Foram suficientes as expectativas de enfraquecimento do
Código Florestal para reavivar tendências preocupantes
de retomada do desmatamento na Amazônia, conforme
demonstram de forma inequívoca os dados recentemente
divulgados pelo INPE.
Entendemos,
Senhora Presidente e Senhores congressistas, que a história
reservou ao nosso tempo e, sobretudo, àqueles que
ocupam os mais importantes postos de liderança em
nosso país, não só a preservação
desse precioso legado de proteção ambiental,
mas, sobretudo, a oportunidade de liderar um grande esforço
coletivo para que o Brasil prossiga em seu caminho de nação
que se desenvolve com justiça social e sustentabilidade
ambiental.
O
esforço global para enfrentar a crise climática
precisa do ativo engajamento do Brasil. A decisão
de assumir metas de redução da emissão
dos gases de efeito estufa, anunciadas em Copenhagen, foi
um desafio ousado e paradigmático que o Brasil aceitou.

- [DETALHES DA TAREFA] No texto sobre o Código Florestal, onde foram anunciadas as metas de redução da emissão dos gases de efeito estufa?

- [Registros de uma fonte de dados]
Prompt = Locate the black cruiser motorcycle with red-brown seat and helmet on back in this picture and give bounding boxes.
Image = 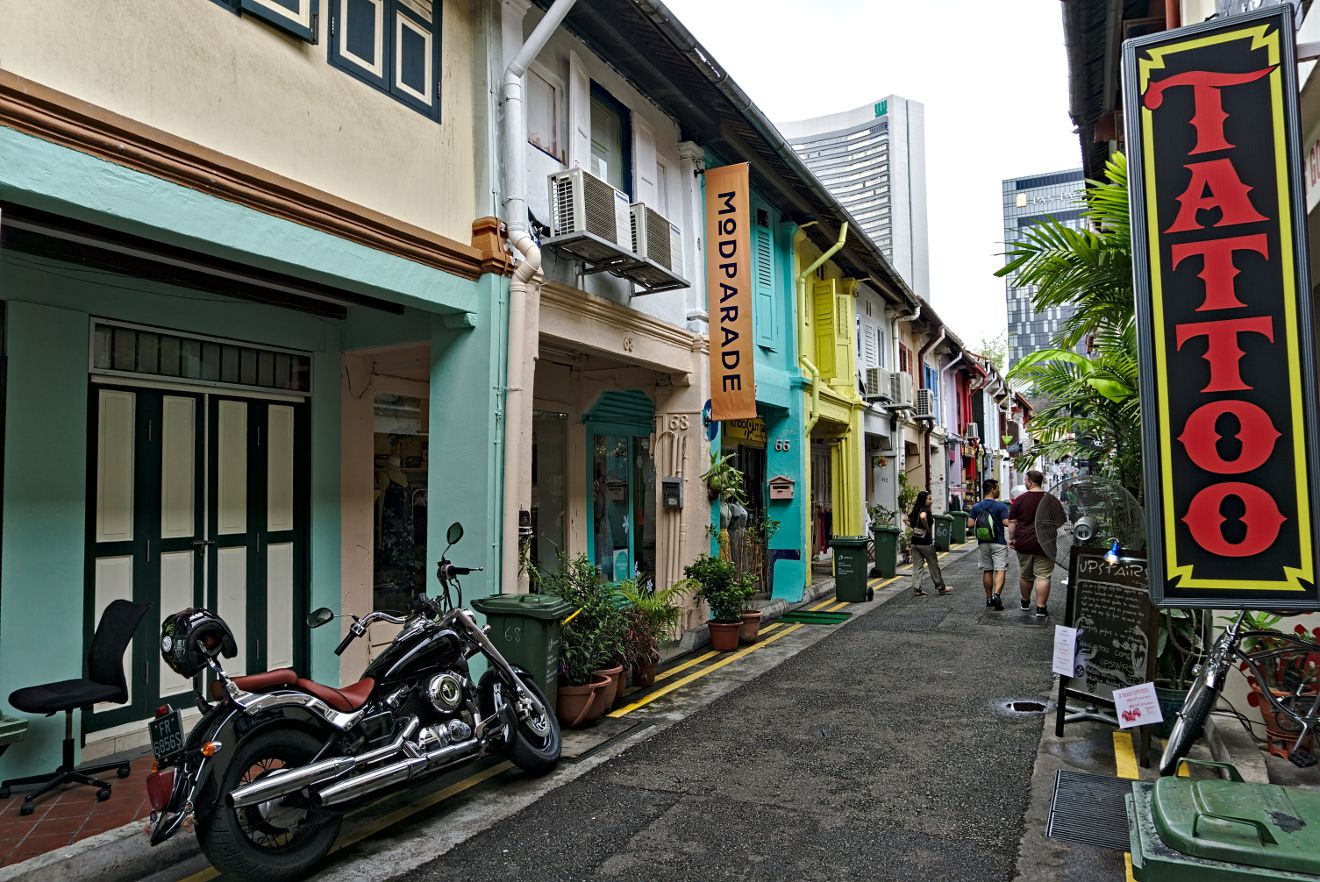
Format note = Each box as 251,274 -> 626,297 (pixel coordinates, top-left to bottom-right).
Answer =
147,523 -> 561,881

- [ÁREA DE RESPOSTA] Em Copenhagen.